• Challenge
Copy the entries from the line that has "of the child" through the line that has "94L92 85L99 80L98", substituting "green sweater" for "pink cardigan" and changing nothing else.

• Task data
++++++

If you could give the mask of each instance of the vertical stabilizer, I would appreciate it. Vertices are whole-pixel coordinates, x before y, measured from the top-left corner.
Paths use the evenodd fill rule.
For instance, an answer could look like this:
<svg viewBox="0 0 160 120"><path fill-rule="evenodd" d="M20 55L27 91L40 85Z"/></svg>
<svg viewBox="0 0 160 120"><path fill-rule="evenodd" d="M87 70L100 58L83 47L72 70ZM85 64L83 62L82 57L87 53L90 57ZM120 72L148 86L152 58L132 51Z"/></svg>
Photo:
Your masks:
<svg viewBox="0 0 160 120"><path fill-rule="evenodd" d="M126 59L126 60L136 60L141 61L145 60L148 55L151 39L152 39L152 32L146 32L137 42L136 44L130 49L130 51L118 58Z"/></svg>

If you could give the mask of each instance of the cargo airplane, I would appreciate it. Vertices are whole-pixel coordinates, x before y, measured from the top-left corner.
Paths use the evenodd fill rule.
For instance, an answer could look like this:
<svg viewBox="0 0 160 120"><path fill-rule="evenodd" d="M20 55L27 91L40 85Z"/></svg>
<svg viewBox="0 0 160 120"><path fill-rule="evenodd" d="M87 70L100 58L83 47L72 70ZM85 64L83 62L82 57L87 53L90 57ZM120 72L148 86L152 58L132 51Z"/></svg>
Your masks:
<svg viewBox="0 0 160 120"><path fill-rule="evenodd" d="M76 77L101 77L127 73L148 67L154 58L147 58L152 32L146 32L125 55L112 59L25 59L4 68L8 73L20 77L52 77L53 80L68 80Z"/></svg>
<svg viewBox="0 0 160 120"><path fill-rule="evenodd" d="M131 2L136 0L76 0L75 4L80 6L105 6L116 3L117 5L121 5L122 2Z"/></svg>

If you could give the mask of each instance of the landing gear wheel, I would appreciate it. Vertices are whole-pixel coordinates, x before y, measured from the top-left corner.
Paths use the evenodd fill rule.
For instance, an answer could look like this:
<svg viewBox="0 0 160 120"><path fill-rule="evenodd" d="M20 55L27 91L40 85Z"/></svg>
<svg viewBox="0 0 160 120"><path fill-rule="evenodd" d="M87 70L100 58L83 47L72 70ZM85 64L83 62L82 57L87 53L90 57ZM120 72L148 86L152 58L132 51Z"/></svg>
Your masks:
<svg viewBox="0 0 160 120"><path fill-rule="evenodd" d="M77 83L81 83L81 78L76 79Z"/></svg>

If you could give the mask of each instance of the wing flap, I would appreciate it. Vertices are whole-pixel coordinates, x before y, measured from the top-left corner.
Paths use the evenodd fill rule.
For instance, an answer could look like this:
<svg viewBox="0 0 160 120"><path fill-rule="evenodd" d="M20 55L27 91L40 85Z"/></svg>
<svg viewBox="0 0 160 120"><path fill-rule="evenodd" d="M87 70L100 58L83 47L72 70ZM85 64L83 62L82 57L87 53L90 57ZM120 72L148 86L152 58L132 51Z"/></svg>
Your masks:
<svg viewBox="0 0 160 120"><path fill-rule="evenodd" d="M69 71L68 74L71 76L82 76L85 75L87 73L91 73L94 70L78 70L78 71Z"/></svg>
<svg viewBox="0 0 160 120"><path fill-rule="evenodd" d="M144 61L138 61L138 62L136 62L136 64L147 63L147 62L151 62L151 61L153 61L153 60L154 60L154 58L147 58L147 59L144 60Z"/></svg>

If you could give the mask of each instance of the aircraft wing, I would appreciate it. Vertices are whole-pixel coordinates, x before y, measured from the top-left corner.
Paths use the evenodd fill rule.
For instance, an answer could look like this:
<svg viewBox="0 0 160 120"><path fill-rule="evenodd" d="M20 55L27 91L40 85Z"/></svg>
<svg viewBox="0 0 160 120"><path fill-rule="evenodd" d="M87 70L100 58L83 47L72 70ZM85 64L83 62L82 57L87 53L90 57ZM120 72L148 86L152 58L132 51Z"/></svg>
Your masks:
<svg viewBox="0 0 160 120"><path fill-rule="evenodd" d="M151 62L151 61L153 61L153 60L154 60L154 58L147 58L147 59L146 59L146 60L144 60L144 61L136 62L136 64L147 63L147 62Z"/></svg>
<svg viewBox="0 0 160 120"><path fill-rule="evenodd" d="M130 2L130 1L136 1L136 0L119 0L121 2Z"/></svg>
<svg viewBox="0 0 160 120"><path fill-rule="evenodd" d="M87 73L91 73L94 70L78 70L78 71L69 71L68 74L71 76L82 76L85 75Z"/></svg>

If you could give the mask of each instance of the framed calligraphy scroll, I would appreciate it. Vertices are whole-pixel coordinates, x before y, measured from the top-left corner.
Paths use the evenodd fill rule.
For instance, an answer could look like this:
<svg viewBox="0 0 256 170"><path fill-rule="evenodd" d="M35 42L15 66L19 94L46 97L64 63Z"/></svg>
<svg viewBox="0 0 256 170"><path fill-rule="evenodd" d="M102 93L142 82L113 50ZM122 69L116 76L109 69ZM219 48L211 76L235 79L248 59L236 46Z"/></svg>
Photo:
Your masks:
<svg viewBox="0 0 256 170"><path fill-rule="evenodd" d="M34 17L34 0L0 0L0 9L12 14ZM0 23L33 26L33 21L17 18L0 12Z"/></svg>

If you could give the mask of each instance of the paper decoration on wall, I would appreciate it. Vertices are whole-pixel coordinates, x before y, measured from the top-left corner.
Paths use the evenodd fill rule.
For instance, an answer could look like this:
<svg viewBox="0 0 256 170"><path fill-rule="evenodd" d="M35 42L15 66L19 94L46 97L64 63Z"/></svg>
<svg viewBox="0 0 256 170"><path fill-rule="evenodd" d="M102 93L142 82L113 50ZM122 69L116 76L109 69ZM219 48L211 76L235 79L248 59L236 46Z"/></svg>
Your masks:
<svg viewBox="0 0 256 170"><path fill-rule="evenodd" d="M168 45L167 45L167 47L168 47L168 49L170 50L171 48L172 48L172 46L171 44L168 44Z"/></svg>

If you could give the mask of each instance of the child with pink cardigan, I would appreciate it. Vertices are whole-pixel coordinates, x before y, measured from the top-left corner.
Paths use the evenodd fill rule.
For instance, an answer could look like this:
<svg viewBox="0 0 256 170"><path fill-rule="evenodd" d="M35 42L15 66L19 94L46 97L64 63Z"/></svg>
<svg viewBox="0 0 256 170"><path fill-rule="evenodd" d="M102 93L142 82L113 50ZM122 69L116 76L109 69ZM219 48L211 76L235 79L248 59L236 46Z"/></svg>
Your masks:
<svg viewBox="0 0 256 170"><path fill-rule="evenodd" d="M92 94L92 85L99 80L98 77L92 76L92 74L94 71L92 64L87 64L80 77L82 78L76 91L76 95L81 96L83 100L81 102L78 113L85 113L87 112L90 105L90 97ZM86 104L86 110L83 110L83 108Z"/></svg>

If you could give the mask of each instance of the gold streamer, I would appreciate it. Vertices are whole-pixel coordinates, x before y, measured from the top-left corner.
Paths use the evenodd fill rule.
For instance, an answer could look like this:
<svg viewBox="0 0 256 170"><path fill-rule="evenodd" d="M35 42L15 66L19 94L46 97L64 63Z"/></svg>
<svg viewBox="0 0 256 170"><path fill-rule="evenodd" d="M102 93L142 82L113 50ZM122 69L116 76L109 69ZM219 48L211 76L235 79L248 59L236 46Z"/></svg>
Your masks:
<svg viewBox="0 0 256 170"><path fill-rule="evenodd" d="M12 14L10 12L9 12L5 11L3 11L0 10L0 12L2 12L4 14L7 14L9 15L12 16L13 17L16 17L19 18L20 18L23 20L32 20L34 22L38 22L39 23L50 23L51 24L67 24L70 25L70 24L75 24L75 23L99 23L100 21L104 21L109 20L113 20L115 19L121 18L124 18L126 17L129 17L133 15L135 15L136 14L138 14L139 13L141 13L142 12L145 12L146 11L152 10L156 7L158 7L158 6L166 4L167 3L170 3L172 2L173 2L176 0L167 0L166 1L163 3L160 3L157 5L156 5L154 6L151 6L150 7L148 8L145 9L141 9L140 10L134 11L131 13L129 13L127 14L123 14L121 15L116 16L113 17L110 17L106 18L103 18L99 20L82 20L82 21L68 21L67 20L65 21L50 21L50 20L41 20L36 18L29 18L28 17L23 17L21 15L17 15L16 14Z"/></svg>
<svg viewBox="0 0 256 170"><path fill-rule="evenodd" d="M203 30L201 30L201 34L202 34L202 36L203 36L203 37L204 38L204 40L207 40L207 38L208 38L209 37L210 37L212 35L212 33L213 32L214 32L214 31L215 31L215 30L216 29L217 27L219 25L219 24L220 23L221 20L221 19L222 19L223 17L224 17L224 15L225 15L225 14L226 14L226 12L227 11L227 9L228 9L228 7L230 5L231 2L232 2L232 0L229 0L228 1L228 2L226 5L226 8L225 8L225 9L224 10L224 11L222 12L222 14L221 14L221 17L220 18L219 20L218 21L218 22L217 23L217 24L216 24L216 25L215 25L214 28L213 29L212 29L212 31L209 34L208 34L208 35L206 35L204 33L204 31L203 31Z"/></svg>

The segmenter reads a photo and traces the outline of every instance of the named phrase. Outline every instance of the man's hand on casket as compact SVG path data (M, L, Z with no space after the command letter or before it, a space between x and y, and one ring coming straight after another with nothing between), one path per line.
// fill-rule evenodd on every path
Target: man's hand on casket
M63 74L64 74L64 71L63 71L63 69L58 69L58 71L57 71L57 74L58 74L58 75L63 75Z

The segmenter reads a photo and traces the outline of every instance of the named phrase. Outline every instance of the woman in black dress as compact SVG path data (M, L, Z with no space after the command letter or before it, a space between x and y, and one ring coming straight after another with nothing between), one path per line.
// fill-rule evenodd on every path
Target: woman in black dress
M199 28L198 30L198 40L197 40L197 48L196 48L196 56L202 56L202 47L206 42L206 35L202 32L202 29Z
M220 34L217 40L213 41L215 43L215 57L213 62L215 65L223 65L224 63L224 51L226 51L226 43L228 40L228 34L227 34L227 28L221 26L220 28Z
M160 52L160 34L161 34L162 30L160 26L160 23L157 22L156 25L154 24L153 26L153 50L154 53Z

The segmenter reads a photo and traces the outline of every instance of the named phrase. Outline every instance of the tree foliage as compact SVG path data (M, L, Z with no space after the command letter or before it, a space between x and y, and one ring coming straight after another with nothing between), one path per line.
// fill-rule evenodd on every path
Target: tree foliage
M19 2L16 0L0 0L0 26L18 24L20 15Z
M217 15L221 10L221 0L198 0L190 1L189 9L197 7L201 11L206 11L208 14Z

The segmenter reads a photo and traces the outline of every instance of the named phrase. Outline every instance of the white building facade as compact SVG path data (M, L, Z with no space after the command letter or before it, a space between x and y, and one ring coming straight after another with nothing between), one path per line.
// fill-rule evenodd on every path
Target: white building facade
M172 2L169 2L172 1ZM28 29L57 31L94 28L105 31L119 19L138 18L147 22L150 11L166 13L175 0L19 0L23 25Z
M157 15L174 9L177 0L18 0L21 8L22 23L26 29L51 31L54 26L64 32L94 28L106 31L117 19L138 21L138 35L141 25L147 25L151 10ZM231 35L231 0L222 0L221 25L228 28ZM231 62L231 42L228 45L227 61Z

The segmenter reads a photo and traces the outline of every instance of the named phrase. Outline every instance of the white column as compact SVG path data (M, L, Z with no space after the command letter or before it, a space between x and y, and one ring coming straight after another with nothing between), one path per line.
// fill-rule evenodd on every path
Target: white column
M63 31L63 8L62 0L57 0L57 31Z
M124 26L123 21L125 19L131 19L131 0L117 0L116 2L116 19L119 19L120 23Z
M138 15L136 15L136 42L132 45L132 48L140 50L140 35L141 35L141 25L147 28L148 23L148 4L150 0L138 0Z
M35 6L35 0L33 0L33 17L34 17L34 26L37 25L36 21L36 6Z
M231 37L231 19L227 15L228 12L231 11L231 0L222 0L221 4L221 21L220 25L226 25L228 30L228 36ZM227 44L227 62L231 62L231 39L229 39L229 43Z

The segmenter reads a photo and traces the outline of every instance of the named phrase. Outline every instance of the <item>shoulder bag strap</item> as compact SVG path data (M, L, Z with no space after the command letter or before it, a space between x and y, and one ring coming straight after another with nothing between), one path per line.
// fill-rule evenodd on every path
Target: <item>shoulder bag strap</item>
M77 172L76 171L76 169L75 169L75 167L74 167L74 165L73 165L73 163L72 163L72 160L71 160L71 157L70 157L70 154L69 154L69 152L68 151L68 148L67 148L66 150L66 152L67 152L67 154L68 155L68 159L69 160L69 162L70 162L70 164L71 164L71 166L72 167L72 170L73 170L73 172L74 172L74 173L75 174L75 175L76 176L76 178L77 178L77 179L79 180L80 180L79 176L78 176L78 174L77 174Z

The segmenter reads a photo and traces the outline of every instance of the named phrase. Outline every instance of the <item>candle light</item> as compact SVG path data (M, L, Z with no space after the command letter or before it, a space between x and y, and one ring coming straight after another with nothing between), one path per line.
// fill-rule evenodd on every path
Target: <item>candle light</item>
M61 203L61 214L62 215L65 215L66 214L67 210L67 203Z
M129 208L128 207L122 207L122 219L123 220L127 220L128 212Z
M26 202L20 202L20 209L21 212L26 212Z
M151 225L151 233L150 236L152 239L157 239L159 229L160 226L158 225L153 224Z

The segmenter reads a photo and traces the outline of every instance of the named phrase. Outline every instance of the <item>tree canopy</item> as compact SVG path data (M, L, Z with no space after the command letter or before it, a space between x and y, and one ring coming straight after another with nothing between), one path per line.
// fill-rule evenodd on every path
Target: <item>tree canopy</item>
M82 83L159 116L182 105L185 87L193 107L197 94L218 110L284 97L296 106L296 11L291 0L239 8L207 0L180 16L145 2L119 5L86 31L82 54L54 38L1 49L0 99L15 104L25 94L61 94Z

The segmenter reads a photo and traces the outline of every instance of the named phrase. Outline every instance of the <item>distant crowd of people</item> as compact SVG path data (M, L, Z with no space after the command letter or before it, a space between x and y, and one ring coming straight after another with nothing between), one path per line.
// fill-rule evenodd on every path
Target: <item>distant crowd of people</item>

++++++

• Exercise response
If you could give the mask of each instance of the child with green sweater, I would appreciate it. Vertices are whole-pixel coordinates, x before y, measured from the top-left corner.
Paths use the evenodd fill rule.
For instance, an answer could look like this:
<svg viewBox="0 0 256 170"><path fill-rule="evenodd" d="M35 42L15 66L19 94L46 97L64 63Z"/></svg>
<svg viewBox="0 0 256 170"><path fill-rule="evenodd" d="M102 93L142 82L113 50ZM122 69L116 76L109 69ZM219 48L211 76L235 79L248 59L236 46Z"/></svg>
Your masks:
<svg viewBox="0 0 256 170"><path fill-rule="evenodd" d="M92 94L92 85L99 80L98 77L92 76L92 74L94 71L92 64L87 64L80 77L82 78L76 91L76 95L81 96L83 100L81 102L78 113L85 113L87 112L90 105L90 97ZM86 104L86 110L83 110L83 108Z"/></svg>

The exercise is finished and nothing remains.